What you should do - Every entry must be given again exactly as it is written.

(Stored data entries)

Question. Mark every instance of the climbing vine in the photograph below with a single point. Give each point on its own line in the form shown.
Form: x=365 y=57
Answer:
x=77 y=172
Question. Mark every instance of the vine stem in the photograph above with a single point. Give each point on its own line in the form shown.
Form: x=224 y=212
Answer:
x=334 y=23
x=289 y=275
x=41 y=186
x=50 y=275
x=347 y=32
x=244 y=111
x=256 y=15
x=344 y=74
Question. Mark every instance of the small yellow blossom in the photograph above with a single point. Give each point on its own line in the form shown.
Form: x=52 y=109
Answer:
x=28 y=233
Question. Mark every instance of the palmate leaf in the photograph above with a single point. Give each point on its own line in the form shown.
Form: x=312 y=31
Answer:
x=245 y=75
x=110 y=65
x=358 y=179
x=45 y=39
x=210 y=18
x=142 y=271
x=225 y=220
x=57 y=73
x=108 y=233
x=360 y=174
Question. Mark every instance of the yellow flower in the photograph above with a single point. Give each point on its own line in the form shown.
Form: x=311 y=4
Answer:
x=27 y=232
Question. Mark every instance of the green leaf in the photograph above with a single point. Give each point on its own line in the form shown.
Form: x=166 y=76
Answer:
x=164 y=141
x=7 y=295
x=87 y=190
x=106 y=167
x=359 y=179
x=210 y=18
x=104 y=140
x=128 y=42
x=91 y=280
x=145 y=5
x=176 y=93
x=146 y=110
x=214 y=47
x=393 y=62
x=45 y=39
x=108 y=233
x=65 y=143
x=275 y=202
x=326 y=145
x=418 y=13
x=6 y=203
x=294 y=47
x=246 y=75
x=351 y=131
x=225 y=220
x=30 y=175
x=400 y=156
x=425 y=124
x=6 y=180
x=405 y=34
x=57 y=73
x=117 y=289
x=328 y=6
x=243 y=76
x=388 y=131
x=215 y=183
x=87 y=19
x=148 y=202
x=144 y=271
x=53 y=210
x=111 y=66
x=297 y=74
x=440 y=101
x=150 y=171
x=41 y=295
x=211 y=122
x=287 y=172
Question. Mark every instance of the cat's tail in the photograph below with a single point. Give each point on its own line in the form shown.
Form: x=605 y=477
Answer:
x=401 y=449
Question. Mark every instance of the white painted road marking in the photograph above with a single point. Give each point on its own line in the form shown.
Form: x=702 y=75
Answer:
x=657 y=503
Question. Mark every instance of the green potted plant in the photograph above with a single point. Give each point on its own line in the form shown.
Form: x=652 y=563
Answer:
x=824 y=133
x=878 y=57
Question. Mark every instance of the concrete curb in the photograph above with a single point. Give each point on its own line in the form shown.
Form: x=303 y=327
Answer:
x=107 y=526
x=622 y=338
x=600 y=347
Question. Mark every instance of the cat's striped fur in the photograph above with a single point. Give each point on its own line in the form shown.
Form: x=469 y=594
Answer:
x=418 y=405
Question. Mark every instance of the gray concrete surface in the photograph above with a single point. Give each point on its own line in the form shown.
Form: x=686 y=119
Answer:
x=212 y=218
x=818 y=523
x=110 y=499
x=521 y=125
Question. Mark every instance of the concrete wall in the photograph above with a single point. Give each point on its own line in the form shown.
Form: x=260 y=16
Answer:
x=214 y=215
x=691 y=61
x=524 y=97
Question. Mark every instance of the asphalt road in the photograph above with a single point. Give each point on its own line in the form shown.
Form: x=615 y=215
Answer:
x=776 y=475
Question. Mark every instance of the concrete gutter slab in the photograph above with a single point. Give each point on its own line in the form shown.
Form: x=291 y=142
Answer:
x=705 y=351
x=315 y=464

Task solution -
Question. Mark every instance of the climbing vine in the photograph below with a single point. Give each point on its own line in the form shown.
Form: x=365 y=57
Answer:
x=77 y=172
Question. Mark every instance of the vine stem in the photograph above with a single point. Give each point on its own line in the form shown.
Form: x=224 y=212
Answer:
x=334 y=23
x=289 y=275
x=41 y=186
x=50 y=275
x=347 y=32
x=244 y=111
x=256 y=15
x=344 y=74
Question. Mark every instance of the small yellow blossom in the photograph above with a single point. Give each point on its own line in the form shown.
Form: x=52 y=109
Answer:
x=28 y=233
Question. Mark every instance of the palmate leaf in the photograph above with a single point. Give each point on its own line in the form shown.
Form: x=312 y=31
Answer:
x=245 y=75
x=110 y=65
x=358 y=179
x=45 y=39
x=210 y=18
x=142 y=271
x=225 y=220
x=57 y=73
x=108 y=233
x=360 y=174
Question. Mark every instance of the yellow flower in the photograph above with a single point. Give each point on its own line in the form shown.
Form: x=311 y=4
Answer:
x=27 y=232
Question. Mark every instance of the green leaf in the photograph above with a single point. Give each point on its own line in the form shown.
Form: x=166 y=76
Answer:
x=164 y=141
x=7 y=295
x=87 y=190
x=106 y=167
x=359 y=179
x=210 y=18
x=104 y=140
x=128 y=42
x=91 y=280
x=145 y=5
x=176 y=93
x=146 y=110
x=214 y=47
x=393 y=62
x=45 y=39
x=108 y=233
x=65 y=143
x=275 y=202
x=326 y=145
x=418 y=13
x=6 y=203
x=294 y=47
x=246 y=75
x=351 y=131
x=225 y=220
x=30 y=175
x=400 y=156
x=425 y=124
x=6 y=180
x=405 y=34
x=57 y=73
x=117 y=289
x=328 y=6
x=243 y=76
x=388 y=131
x=215 y=183
x=87 y=19
x=148 y=202
x=144 y=271
x=53 y=210
x=111 y=66
x=297 y=74
x=440 y=101
x=150 y=171
x=41 y=295
x=211 y=122
x=287 y=172
Question. Mark every instance of the cat's tail in the photograph below with a single point. Give each point on its own line in the form shown.
Form: x=605 y=477
Answer:
x=401 y=449
Question. Mark every instance of the white painted road marking in the photograph above with a single point. Give each point on its own line in the form shown.
Form: x=702 y=75
Answer:
x=657 y=503
Question. Mark every instance of the green potted plant in the photograph above with a single point. Give each point on its own line in the form shown.
Form: x=652 y=563
Answer:
x=824 y=133
x=878 y=57
Question. Mark every instance of the concrete curb in the photograph above with a single point. Give each point on its own line in the form shown.
Form: x=303 y=327
Answer:
x=107 y=526
x=622 y=338
x=600 y=347
Question. Mark every instance of the cat's striped fur in the photograph above with a single point. Give each point on its own line in the form shown.
Form: x=469 y=594
Answer:
x=418 y=405
Question. Mark every instance of the gray concrete surface in the photograph above with a single point. Give each point on its own line in the form shown.
Form: x=686 y=119
Answer:
x=212 y=218
x=818 y=523
x=110 y=499
x=521 y=125
Question. Mark every instance of the concrete wall in the photograph above with a single point. Give each point on its own line in the form shown.
Form: x=260 y=16
Answer:
x=214 y=215
x=691 y=61
x=524 y=97
Question. Mark every instance of the asphalt road in the photograph above with a single point. Give each point on its own line in the form shown.
Form: x=615 y=215
Answer:
x=776 y=475
Question. Mark every instance of the concrete gutter slab in the photograph above with a single point. Give each point on its own line in the form shown.
Form: x=291 y=142
Answer:
x=705 y=351
x=315 y=464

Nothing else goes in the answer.